THE DATA ::
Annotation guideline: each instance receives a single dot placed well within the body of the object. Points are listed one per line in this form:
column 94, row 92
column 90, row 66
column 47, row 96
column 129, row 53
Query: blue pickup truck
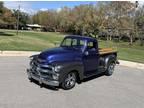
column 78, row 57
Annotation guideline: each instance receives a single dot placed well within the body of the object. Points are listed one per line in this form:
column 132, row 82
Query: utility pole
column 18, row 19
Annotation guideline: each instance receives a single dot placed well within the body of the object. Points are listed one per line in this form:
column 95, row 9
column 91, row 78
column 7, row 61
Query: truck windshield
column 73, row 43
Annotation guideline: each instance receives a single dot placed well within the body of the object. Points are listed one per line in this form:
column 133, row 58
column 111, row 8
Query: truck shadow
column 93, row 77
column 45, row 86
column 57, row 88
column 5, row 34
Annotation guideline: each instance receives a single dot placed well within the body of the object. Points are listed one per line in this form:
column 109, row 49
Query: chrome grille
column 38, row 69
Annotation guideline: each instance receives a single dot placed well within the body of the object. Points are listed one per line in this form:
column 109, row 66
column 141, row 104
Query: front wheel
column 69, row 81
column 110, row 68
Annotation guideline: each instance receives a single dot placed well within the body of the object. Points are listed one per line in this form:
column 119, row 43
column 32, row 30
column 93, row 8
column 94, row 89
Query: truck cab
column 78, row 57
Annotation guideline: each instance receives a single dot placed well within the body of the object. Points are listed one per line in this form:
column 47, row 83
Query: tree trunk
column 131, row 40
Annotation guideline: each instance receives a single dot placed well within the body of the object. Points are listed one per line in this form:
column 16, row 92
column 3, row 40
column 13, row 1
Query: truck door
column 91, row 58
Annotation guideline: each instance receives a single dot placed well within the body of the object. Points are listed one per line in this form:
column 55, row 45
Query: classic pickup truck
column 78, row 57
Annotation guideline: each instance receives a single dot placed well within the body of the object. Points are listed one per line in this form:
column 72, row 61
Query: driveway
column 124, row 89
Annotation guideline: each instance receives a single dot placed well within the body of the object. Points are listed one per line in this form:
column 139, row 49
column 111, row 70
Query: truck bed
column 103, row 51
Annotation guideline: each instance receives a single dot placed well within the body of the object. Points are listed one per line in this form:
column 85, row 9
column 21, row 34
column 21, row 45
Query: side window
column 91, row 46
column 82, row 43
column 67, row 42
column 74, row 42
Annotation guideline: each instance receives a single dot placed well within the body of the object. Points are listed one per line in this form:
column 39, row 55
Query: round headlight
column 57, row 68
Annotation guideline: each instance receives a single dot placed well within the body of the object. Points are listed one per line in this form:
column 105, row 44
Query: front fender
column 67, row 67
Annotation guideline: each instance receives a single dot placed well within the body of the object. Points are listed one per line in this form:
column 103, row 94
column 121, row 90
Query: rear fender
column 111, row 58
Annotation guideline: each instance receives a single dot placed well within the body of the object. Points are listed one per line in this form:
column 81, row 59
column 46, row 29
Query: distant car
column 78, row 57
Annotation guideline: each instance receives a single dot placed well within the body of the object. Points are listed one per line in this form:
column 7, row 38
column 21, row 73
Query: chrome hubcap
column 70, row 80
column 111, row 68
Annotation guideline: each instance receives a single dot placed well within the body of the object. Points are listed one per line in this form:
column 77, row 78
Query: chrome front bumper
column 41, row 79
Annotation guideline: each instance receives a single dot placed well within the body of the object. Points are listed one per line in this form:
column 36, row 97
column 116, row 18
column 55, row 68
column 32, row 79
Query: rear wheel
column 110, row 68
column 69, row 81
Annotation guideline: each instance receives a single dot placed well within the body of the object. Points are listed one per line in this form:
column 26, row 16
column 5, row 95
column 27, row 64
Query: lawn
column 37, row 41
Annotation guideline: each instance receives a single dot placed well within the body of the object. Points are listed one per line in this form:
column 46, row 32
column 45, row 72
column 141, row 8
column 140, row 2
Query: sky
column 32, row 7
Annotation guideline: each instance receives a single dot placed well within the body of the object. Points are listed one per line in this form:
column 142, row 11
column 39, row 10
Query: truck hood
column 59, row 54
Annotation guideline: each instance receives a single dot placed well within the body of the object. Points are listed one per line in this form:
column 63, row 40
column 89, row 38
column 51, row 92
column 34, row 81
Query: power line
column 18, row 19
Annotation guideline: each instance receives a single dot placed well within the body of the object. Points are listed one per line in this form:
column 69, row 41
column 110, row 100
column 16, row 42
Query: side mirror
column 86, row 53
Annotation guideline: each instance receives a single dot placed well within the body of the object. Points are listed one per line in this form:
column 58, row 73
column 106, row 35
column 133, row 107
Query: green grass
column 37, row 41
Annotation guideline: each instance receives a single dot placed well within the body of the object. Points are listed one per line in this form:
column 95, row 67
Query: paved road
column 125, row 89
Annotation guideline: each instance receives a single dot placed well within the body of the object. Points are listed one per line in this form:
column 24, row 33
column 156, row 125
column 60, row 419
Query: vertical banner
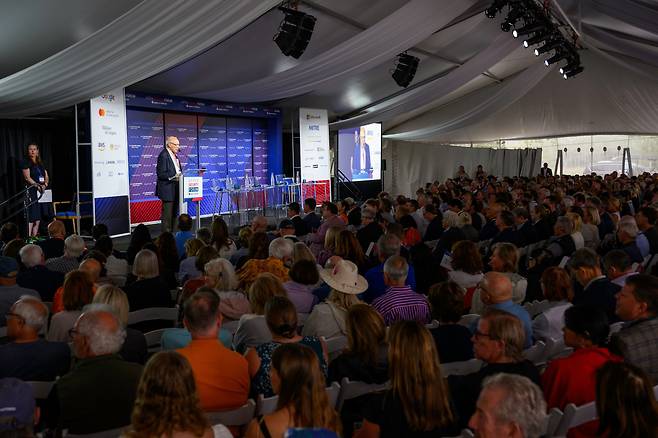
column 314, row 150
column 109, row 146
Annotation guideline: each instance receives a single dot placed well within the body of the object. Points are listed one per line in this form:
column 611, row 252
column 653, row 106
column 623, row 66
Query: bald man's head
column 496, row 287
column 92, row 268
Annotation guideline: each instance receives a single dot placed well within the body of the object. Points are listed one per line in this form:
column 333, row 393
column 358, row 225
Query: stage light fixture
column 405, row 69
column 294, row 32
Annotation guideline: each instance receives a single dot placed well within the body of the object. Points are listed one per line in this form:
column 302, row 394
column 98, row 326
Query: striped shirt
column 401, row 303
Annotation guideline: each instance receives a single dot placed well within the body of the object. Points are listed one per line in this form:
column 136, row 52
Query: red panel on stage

ACTIVITY :: Only the pictures stay out; the rest of the entries above must be written out exactly.

FINISHED TASK ::
Annotation guideline: each instance receives a single dot placed well within the body of the object. Points are listed one per line in this form:
column 94, row 92
column 90, row 66
column 47, row 96
column 129, row 53
Query: blue pickup truck
column 78, row 57
Annotation guideline: each instance receives a single dot placed well within the body of the object. Points are listed one per line in this form:
column 132, row 82
Query: utility pole
column 18, row 19
Annotation guideline: each instance receives a single dot placed well within the body of the object. Points are listed one per line in this form:
column 95, row 9
column 91, row 78
column 7, row 61
Query: truck windshield
column 73, row 43
Annotation guideline: each instance receives a single dot placed well within the body of the object. Points are listed one per line in this form:
column 133, row 58
column 111, row 8
Query: truck shadow
column 93, row 77
column 45, row 86
column 57, row 88
column 5, row 34
Annotation guideline: each instance receives a single dot placed well within the body of the object. Points are listed one per line in this form:
column 109, row 49
Query: chrome grille
column 38, row 69
Annotation guideline: each instance receives a single dot placed well within the body of the object. Points are listed one per line in this form:
column 109, row 66
column 141, row 104
Query: front wheel
column 69, row 81
column 110, row 68
Annotation guideline: each instance receives a single dot placed well within the body of the object. Points are listed one per line in this form:
column 119, row 43
column 32, row 30
column 93, row 8
column 94, row 89
Query: truck cab
column 78, row 57
Annotation guideline: each instance receives a single dot placed well within the body of the object. Points are listed one per line in this form:
column 47, row 83
Query: tree trunk
column 131, row 40
Annotation guideline: each instance receives a single dot placed well within the body of the object. Points are listed one per line in this form:
column 16, row 92
column 3, row 40
column 13, row 1
Query: truck door
column 91, row 58
Annotation guideline: each instance receives a single dot placed well within the body of the object. Points are listed one per line in this form:
column 55, row 45
Query: classic pickup truck
column 78, row 57
Annotation guideline: each instance receives a single dot placed well within the body of the object. Points are listed one per line in this form:
column 72, row 61
Query: driveway
column 124, row 89
Annotation guideline: each instance receives a single dot placed well within the body of the object. Points are listed one per line in this form:
column 139, row 49
column 111, row 70
Query: truck bed
column 103, row 51
Annotation guideline: each instance receives a single dot placed well within the body of the object. Points are listed one per line in this form:
column 85, row 9
column 21, row 34
column 21, row 45
Query: side window
column 91, row 46
column 82, row 43
column 67, row 42
column 74, row 42
Annotation guideline: each instance receives a single dot placed well within the body of the object. Points are listed one per line in this form:
column 39, row 55
Query: round headlight
column 57, row 68
Annotation guideline: each instance receives a single dot placed well within the body of the object. Points are listed one per line in this form:
column 105, row 44
Query: front fender
column 67, row 67
Annotation guideline: each instance receives a single dot placed well within the body of the object. Points are listed one per line in this form:
column 103, row 94
column 121, row 90
Query: rear fender
column 111, row 58
Annotation guideline: each instance receives a single dot placed well within the body of the object. Points are listed one per line in this form:
column 81, row 59
column 46, row 29
Query: distant car
column 78, row 57
Annotation guideline: each instance receives a single dot placed well within the body of the object. Points are listed one per line in this form:
column 7, row 38
column 21, row 73
Query: chrome hubcap
column 70, row 80
column 111, row 68
Annotation guideline: each instance receives a single dot placed well within the body of the object. Points are listed one per line in this form:
column 77, row 78
Query: chrome front bumper
column 41, row 79
Annotation guideline: each instance receives a single dot placed well within the body of the object. Points are listed one per line in this form:
column 36, row 97
column 116, row 18
column 55, row 68
column 32, row 79
Query: rear wheel
column 110, row 68
column 69, row 81
Annotation guideline: each instance receives a single dot placed well within the body of the object. Points are listed one per line in this form:
column 26, row 16
column 5, row 95
column 27, row 64
Query: lawn
column 37, row 41
Annotation guideline: each instance receives a single dot placed well within the body of the object. Points are listed one per line in this form:
column 46, row 32
column 45, row 72
column 141, row 8
column 140, row 2
Query: sky
column 32, row 7
Annotation guideline: each instance receives a single dot placed well within the body of the object. Points are listed one per line in this form:
column 142, row 11
column 39, row 10
Query: truck hood
column 59, row 54
Annotation guideline: each instance receives a single dot placed well within the body of the object. Points are listed one per line in this form:
column 63, row 40
column 89, row 38
column 51, row 92
column 34, row 81
Query: power line
column 18, row 19
Annotation guideline: each instance receives a single dot placed well within the body of the object. Points are listed one per line in this form:
column 69, row 41
column 110, row 100
column 16, row 42
Query: side mirror
column 86, row 53
Annotation guideline: each instance receives a single dot placed well within the body of the object. Points are listed one per line in this form:
column 58, row 73
column 106, row 35
column 133, row 107
Query: green grass
column 37, row 41
Annotation guideline: each instance receives a single dot placed well within the body of the object. Points are listed one per line in this form:
column 95, row 67
Query: paved road
column 125, row 89
Annotation guideline: each instance receives a single dot placed well within the body of the object. Points are listed one per line in this form:
column 24, row 33
column 156, row 125
column 60, row 419
Query: vertical banner
column 314, row 150
column 109, row 146
Annotation guideline: each instance receives a single dot placed well within the body of the object. Points are listed one per line in this form:
column 611, row 252
column 653, row 106
column 623, row 66
Query: bald man's head
column 496, row 287
column 92, row 268
Annotation guideline: each instance receives a single dot placed well within the body of the object. Points are listed one per line in this form:
column 333, row 393
column 358, row 225
Query: stage light fixture
column 405, row 69
column 294, row 32
Annotation guideline: each instance receives a single dot placed well within the body of the object. Points are listed one per line in this form:
column 302, row 394
column 98, row 326
Query: striped shirt
column 401, row 303
Annotation guideline: each instance receives a single dot placed well within the body of the object. Points are listed one per line in this form:
column 136, row 52
Query: red panel on stage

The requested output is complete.